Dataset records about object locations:

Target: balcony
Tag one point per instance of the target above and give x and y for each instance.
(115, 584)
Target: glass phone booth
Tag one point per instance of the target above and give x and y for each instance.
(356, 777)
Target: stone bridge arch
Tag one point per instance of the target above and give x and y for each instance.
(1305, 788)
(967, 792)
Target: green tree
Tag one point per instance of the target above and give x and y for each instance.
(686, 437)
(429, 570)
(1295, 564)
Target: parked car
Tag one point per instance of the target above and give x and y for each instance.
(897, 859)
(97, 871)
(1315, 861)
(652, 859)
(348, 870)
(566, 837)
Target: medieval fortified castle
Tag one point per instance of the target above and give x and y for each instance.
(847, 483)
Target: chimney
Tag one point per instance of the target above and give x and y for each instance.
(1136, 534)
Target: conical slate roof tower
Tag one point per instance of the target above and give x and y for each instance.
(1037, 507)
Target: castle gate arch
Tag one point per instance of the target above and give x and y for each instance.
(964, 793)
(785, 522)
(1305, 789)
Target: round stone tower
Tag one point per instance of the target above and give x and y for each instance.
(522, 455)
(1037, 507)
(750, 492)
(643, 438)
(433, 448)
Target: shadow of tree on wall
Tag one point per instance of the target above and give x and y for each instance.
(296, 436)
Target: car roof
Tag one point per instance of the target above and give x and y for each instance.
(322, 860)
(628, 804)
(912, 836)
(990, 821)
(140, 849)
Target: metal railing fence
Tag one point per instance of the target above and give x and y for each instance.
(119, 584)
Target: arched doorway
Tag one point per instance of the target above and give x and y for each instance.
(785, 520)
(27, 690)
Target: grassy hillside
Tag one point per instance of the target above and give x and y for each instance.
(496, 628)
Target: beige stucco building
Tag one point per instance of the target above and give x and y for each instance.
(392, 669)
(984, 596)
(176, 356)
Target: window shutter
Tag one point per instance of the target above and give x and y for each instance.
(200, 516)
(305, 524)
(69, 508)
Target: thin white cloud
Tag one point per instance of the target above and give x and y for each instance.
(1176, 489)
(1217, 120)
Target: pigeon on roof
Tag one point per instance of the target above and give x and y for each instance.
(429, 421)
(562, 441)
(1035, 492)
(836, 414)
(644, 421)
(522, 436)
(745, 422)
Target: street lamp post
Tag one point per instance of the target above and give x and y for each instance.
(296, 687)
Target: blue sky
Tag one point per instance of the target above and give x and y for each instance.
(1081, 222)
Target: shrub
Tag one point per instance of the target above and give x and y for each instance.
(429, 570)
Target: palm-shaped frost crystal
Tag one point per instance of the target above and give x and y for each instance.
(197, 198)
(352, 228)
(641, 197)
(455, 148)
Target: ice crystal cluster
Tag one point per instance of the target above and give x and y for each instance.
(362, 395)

- The task -
Reproduce all of the entries word for word.

- Completed task -
Target: balcony
Tag one point per instance of the target above and give x and y for each instance.
(115, 584)
Target: glass phone booth
Tag one point per instance of the target above and give x and y for each instance.
(356, 777)
Target: stone bridge arch
Tag one point per instance of the target above and give x and y for each instance.
(1305, 788)
(967, 792)
Target: green tree
Tag one point per instance of the target above and give x and y for each instance.
(686, 437)
(429, 570)
(1295, 564)
Target: parked car
Tag one point per instance of the target above and give x and y for each instance.
(897, 859)
(97, 871)
(1315, 861)
(652, 859)
(348, 870)
(566, 837)
Target: medieval fortified castle
Tag one point per instance of the target above and give x and y for each instance.
(847, 483)
Target: chimney
Tag one point per instance of the target above and give x and y for each instance.
(1136, 534)
Target: conical slate roof tower
Tag one point per instance of the target above and give x and y for each instance.
(1037, 507)
Target: castle gate arch
Tag one point per instance of the target above and give x and y for each instance.
(964, 793)
(785, 522)
(1305, 789)
Target: round stone tower
Tag one point per instance of the target above and give x and y for each instance.
(522, 455)
(1037, 507)
(750, 492)
(643, 438)
(433, 448)
Target: shadow of tree on wall
Tag one point per instance of the target above and give x and y for each instance.
(296, 436)
Target: car roof
Tag one point per instance of the target above and give x and y for each instance.
(322, 860)
(628, 804)
(912, 836)
(990, 821)
(140, 849)
Target: metal railing fence
Tag one point per instance of the target above and give x and y for each instance.
(119, 584)
Target: arched doorway
Tag one point per instance of the target above and give x and y for each instance.
(785, 520)
(27, 690)
Target: grassy hillside
Tag one point per instance of the target above and give x and y for each instance.
(496, 628)
Target: beige stucco building
Tag one point per instance of the target above and give x and y for each instance.
(392, 669)
(984, 596)
(176, 356)
Target: window shutter
Tag one point per instance of the target above and give x and y for each instance.
(200, 516)
(305, 524)
(69, 508)
Target: thin white cloud
Tag one point per instance of the target above and give x and y for each instance.
(1176, 489)
(1217, 120)
Target: pigeon on roof
Tag one point per instance of the target above and give x and y for each instance.
(429, 421)
(562, 441)
(1035, 492)
(836, 414)
(644, 421)
(522, 436)
(745, 422)
Target: street lamp post
Tag one point per instance of the target above and give x and y for each instance.
(296, 687)
Target: blue sky
Tag one point per instance of the target above and give x and y for each instance.
(1081, 222)
Target: shrub
Tag one point per instance of the target above and give x and y for each instance.
(429, 570)
Target: palm-shaped frost crystal
Tag one point per instance of the target above and give x and y for each instance.
(197, 198)
(352, 228)
(641, 197)
(455, 148)
Target: ice crystal cluster
Tag one point per instance of the target above and give x and y for each instance.
(362, 395)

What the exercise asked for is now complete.